→ PROBLEM
Scan the records below, and wherever a line has the word "head", pull it out.

***** RECORDS SHOWN *****

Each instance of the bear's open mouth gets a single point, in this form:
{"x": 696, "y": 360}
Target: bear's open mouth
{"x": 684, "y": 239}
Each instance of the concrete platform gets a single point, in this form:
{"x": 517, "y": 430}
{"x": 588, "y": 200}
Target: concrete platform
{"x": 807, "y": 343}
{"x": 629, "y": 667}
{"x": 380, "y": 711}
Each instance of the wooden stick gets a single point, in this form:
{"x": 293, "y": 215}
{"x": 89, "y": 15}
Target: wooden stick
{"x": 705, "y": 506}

*****
***** RECORDS SHOWN *****

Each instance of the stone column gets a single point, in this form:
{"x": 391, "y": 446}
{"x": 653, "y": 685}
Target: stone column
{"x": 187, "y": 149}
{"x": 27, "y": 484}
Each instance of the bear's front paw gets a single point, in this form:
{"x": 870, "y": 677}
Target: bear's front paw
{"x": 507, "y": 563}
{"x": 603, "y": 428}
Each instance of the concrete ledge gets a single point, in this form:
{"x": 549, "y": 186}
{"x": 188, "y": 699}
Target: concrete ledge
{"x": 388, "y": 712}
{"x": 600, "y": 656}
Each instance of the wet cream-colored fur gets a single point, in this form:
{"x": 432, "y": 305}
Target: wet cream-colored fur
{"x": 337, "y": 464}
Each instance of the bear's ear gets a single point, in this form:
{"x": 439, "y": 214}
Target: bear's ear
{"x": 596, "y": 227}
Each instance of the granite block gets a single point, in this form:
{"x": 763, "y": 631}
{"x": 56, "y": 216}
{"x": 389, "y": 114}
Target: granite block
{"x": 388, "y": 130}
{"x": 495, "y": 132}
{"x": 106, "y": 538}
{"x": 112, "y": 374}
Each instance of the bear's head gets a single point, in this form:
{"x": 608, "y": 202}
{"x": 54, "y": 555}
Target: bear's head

*****
***** RECORDS SHOWN *****

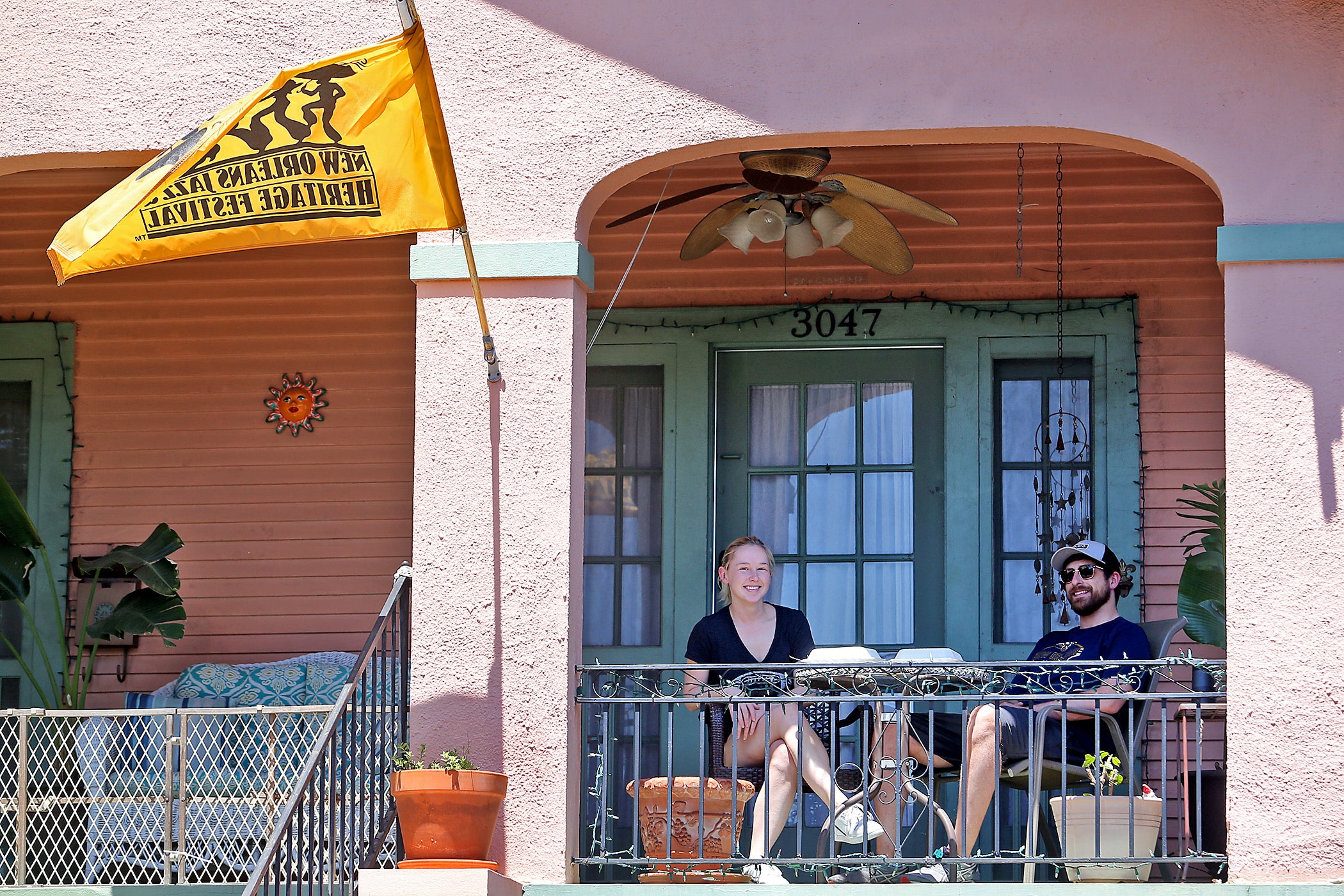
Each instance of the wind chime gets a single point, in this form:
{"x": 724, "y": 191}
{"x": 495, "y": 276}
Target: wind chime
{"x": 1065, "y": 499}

*****

→ RESULT
Each instance of the bear's head gets a single point, in this form:
Target: bear's head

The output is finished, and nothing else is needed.